━━ Dataset extract

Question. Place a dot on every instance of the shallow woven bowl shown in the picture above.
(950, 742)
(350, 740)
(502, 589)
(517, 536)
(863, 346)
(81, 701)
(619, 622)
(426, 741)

━━━━

Exercise brief: Copy out every line of the listing above word for word, with each point kept in its original order.

Solution to this problem:
Question. Place a dot on every instance of the shallow woven bowl shown in the picture above.
(950, 742)
(350, 740)
(502, 589)
(517, 536)
(863, 346)
(81, 701)
(619, 622)
(426, 741)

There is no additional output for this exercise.